- Source text -
◆ ◆ ◆ ◆ ◆
Tuesday, July 10, 2012

Collapsing USA economy & The END

The Collapsing U.S. Economy And The End Of The World

July 10, 2012 by Paul Craig Roberts 

PHOTOS.COM
The outlook for economic recovery is poor.
Washington has been at war since October 2001, when President George W. Bush concocted an excuse to order the U.S. invasion of Afghanistan. This war took a backseat when Bush concocted another excuse to order the invasion of Iraq in 2003, a war that went on without significant success for eight years and has left Iraq in chaos with dozens more killed and wounded every day, a new strongman in place of the illegally executed former strongman, and the likelihood of the ongoing violence becoming civil war.
Upon his election, President Barack Obama foolishly sent more troops to Afghanistan and renewed the intensity of that war, now in its 11th year, to no successful effect.
These two wars have been expensive. According to estimates by Joseph Stiglitz and Linda Bilmes, when all costs are counted, the Iraq invasion cost U.S. taxpayers $3 trillion. Ditto for the Afghanistan war. In other words, the two gratuitous wars doubled the U.S. public debt. This is the reason there is no money for Social Security, Medicare, Medicaid, food stamps, the environment and the social safety net.
Americans got nothing out of the wars; but, as the war debt will never be paid off, U.S. citizens and their descendants will have to pay interest on $6,000 billion of war debt in perpetuity.
Not content with these wars, the Bush/Obama regime is conducting military operations in violation of international law in Pakistan, Yemen and Africa; organized the overthrow by armed conflict of the government in Libya; is currently working to overthrow the Syrian government; and continues to marshal military forces against Iran.
Finding the Muslim adversaries that Washington created to be insufficient for its energies and budget, Washington has encircled Russia with military bases and has begun the encirclement of China. Washington has announced that the bulk of its naval forces will be shifted to the Pacific over the next few years, and Washington is working to re-establish its naval base in the Philippines, construct a new one on a South Korean island, acquire a naval base in Vietnam, and build air and troop bases elsewhere in Asia.
In Thailand, Washington is attempting to purchase with the usual bribes an air base used in the Vietnam War. There is opposition, as the country does not wish to be drawn into Washington’s orchestrated conflict with China. Downplaying the real reason for the air base, Washington, according to Thai newspapers, told the Thai government that the base was needed for “humanitarian missions.” This didn’t fly, so Washington had NASA ask for the air base in order to conduct “weather experiments.” Whether this ruse is sufficient cover remains to be seen.
U.S. Marines have been sent to Australia and elsewhere in Asia.
To corral China and Russia (and Iran) is a massive undertaking for a country that is financially busted. With wars and bankster bailouts, Bush and Obama have doubled the U.S. national debt while failing to address the disintegration of the U.S. economy and rising hardships of U.S. citizens.
The charts below are courtesy of www.shadowstats.com.

The annual U.S. budget deficit is adding to the accumulated debt at about $1.5 trillion per year with no prospect of declining. The financial system is broken and requires ongoing bailouts. The economy is busted and has been unable to create high-paying jobs — indeed any jobs. Despite years of population growth, payroll employment as of mid-2012 is the same as in 2005 and substantially below 2008. Yet, the government and financial presstitute media tell us that we have a recovery.
◆ ◆ ◆ ◆ ◆
(Extracted data entries)
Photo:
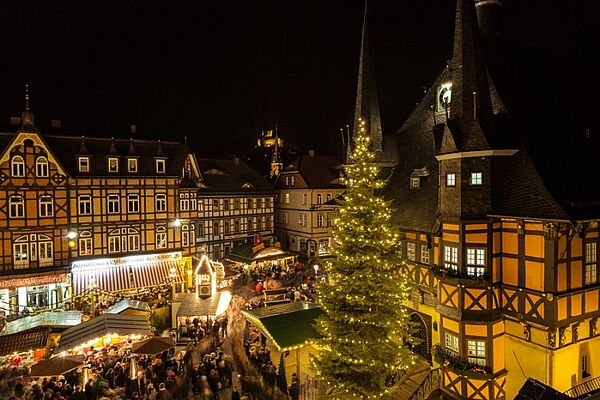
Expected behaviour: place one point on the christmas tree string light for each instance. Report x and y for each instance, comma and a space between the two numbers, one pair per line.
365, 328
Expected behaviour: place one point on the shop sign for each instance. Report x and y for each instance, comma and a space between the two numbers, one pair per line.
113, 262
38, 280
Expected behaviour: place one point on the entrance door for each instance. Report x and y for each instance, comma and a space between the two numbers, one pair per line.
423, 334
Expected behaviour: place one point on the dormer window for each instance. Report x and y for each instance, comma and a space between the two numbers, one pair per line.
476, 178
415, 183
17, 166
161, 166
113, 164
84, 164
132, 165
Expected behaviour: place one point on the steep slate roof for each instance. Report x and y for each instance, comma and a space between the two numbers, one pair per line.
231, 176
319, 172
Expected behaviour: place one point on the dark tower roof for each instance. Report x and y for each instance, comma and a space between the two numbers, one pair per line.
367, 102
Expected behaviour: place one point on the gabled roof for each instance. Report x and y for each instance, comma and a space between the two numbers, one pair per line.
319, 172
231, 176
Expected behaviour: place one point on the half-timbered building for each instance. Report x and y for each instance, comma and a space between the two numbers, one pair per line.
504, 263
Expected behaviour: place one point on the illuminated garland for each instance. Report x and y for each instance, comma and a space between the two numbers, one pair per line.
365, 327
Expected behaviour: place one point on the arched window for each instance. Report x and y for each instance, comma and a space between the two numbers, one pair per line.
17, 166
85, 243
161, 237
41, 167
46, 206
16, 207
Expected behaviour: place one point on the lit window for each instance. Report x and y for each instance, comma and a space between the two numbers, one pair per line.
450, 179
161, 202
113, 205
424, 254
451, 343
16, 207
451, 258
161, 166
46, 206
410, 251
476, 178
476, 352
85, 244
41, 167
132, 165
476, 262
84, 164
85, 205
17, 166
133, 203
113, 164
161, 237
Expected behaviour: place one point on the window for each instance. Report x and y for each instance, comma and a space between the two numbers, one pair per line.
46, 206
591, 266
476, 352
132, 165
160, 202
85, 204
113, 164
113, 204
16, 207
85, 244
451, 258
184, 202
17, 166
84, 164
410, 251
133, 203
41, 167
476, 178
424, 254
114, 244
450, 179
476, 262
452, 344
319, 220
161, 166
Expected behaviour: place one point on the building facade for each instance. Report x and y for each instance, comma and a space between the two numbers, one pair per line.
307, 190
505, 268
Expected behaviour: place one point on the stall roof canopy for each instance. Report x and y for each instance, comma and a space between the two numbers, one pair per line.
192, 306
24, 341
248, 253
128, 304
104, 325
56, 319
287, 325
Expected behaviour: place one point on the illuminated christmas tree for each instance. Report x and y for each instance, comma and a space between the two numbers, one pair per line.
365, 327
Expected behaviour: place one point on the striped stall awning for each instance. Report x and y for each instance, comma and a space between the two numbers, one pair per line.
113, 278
◆ ◆ ◆ ◆ ◆
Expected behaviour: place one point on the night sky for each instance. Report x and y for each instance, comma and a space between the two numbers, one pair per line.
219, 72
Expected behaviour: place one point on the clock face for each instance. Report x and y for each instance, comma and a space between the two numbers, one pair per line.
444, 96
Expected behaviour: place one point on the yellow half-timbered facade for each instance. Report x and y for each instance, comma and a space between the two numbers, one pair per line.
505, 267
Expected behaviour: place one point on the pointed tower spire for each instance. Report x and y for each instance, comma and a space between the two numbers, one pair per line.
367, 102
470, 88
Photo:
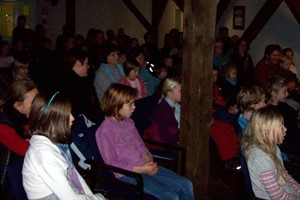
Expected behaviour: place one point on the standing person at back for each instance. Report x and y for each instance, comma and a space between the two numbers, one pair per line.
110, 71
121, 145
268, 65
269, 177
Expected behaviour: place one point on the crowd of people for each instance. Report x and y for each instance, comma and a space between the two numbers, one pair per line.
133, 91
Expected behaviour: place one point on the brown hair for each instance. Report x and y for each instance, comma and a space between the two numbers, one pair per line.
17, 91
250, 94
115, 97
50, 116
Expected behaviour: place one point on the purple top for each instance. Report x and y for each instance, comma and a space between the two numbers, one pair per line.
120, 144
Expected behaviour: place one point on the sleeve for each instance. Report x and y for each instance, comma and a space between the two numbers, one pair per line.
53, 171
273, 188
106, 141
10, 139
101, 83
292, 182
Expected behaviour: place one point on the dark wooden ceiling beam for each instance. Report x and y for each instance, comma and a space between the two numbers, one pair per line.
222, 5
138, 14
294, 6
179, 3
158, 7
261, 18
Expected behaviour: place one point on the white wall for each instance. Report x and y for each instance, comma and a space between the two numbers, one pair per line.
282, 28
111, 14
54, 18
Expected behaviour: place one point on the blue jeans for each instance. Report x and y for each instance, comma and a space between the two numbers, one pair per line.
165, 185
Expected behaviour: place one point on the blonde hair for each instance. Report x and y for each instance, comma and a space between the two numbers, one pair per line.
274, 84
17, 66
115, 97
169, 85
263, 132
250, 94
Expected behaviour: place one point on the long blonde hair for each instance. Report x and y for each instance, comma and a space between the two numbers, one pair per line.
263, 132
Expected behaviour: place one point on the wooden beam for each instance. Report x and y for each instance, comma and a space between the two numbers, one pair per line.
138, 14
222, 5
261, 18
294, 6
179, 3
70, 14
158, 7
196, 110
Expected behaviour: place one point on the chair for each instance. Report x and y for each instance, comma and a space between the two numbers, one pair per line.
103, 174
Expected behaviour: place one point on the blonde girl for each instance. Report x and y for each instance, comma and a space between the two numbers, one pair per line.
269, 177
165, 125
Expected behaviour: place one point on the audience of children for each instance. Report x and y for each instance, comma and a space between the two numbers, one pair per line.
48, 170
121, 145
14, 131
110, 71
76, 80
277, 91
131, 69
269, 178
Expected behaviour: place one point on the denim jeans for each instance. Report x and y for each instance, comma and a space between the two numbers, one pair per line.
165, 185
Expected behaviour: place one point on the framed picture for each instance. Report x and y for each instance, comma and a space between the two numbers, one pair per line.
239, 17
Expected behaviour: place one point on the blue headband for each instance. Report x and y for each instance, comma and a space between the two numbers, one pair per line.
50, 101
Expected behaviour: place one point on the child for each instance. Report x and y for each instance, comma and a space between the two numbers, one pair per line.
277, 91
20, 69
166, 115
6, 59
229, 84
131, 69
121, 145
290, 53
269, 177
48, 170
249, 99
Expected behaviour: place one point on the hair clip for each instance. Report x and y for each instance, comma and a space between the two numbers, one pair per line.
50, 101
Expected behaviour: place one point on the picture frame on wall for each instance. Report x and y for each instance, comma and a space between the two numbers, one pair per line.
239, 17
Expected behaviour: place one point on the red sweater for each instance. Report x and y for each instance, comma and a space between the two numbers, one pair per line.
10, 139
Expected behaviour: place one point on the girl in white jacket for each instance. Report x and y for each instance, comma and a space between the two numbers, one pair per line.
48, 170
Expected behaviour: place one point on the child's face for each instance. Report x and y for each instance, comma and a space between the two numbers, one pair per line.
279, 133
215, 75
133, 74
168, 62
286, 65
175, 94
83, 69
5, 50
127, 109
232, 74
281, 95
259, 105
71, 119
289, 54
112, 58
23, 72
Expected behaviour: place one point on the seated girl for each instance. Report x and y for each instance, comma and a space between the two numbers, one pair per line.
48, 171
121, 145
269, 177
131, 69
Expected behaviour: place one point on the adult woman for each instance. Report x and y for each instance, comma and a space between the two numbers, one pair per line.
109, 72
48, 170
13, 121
◆ ◆ ◆ ◆ ◆
- Explore the material -
**a)** In the article on the collapsing U.S. economy, by about how much does the annual budget deficit add to the accumulated debt each year?
**b)** Write the next passage of the article on the collapsing U.S. economy, starting after its last sentence.

- Answer list -
**a)** About $1.5 trillion per year.

**b)**
According to the U.S. Bureau of Labor Statistics, employment in 2011 was only 1 million more than in 2002. As it takes about 150,000 new jobs each month to stay even with population growth, that leaves a decade-long job deficit of 15 million jobs.
The U.S. unemployment and inflation rates are far higher than reported. In previous columns I have explained, based on statistician John Williams’ work, the reasons that the government’s headline numbers are serious understatements. The headline (U3) unemployment rate of 8.2 percent doesn’t count discouraged workers who have given up on finding a job. The government has a second unemployment rate (U6), seldom reported, which includes short-term discouraged workers. That rate is 15 percent. When the long-term discouraged workers are added in, the current U.S. unemployment rate is 22 percent, a number closer to the unemployment rate of the Great Depression than to the unemployment rates of postwar recessions.

Changes in the way inflation is measured have destroyed the consumer price index as a measure of the cost of living. The new methodology is substitution-based. If the price of an item in the index rises, a lower-priced alternative takes its place. In addition, some price rises are labeled quality improvements whether they are or not and, thus, do not show up in the index. People still have to pay the higher price, but it is not counted as inflation.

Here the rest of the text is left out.